Consegna —
Per favore, rispondi a queste domande sul brano riguardante Doroteo:
(a) Che cosa sapeva dire il ragazzo quando Doroteo lo esaminava?
(b) Dove lo teneva con sé Doroteo dopo averlo accolto?
(c) Qual era il nome del ragazzo?

Estratto del documento —
<<<<
4. Il beato Doroteo, dunque, mandato dall’abba a parlare con lui, lo esaminava con attenzione, ma il ragazzo non sapeva dire nient’altro se non: «Voglio essere salvato». Doroteo allora andò dall’abba Seridos e gli disse: «Se sei davvero del parere di accoglierlo, non aver alcun timore; non vi è malvagità in lui». E l’abba gli rispose: «Ebbene, fammi il favore di prenderlo con te affinché ottenga la salvezza, non voglio che stia in mezzo ai fratelli». Ma Doroteo, per timore di Dio supplicava e diceva: «È al di là delle mie possibilità accettare il peso di chiunque; non sono all’altezza di un compito del genere!». Gli disse abba Seridos: «Sono io che porto il tuo e il suo peso; perché ti angosci?». Doroteo allora gli rispose: «Dato che hai proprio deciso così, se pensi sia cosa buona, va a dirlo all’Anziano». E l’abba gli disse: «Benissimo, glielo dico». Se ne andò dunque a riferire la cosa al Grande Anziano, e l’Anziano gli fece dire così: «Accoglilo, perché è attraverso di te che Dio lo salverà». Allora lo accolse con gioia e lo teneva con sé all’infermeria. Il suo nome era Dositeo.
>>>>
Dati archiviati —
<<<<
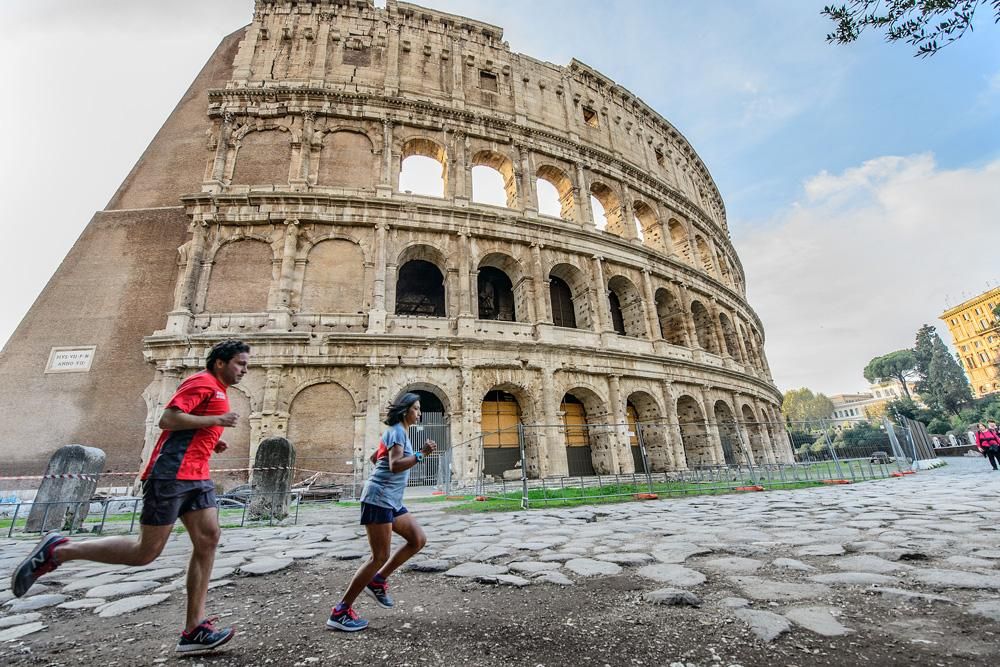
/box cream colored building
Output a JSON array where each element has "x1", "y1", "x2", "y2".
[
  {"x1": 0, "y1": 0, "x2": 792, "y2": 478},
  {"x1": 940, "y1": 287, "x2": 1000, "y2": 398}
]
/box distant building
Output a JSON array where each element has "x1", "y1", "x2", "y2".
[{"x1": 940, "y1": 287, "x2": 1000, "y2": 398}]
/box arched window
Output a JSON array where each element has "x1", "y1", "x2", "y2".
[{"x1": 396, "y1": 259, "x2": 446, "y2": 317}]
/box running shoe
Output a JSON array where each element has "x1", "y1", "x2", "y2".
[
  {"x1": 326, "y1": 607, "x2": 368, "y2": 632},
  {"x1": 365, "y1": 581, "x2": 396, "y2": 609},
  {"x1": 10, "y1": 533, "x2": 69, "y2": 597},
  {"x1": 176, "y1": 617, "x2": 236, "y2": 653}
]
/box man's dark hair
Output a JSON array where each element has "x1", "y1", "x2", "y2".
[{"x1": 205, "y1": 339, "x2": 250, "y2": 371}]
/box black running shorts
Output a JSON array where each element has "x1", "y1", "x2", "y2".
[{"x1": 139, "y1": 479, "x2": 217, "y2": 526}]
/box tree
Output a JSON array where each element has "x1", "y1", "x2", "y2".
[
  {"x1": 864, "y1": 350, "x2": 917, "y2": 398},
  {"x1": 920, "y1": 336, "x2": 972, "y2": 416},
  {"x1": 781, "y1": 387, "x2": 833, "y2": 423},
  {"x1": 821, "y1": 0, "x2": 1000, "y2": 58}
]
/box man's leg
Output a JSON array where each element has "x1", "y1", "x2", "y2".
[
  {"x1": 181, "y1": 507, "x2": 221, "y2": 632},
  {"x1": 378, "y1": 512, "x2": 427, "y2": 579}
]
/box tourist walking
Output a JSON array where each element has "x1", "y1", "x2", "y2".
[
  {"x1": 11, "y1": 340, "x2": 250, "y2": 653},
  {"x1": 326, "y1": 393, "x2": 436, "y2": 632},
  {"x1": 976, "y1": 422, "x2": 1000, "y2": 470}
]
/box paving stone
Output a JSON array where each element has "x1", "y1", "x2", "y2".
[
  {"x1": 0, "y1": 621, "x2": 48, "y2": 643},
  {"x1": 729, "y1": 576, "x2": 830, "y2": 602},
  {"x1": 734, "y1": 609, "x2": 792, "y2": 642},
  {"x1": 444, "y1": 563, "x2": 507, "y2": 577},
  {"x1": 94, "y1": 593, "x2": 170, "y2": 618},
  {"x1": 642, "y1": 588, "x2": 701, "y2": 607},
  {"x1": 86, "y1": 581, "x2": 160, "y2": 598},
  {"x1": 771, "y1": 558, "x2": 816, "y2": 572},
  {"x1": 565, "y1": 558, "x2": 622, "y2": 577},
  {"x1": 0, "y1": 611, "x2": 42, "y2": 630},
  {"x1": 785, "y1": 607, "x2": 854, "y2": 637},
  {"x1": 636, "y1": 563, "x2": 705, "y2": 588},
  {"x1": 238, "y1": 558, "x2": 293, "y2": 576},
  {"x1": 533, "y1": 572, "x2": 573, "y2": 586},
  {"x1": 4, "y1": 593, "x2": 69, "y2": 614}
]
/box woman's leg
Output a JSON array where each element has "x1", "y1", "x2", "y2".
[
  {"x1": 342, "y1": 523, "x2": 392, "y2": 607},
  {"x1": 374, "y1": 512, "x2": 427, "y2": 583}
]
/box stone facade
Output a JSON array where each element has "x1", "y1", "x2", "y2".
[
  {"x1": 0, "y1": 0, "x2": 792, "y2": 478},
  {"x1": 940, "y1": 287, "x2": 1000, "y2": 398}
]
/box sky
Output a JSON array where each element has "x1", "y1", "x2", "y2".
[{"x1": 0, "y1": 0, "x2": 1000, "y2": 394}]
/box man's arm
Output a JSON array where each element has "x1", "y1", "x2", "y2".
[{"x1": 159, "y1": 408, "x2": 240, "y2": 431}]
>>>>
Risposta alla consegna —
(a) Non sapeva dire nient'altro se non: «Voglio essere salvato».
(b) All'infermeria.
(c) Dositeo.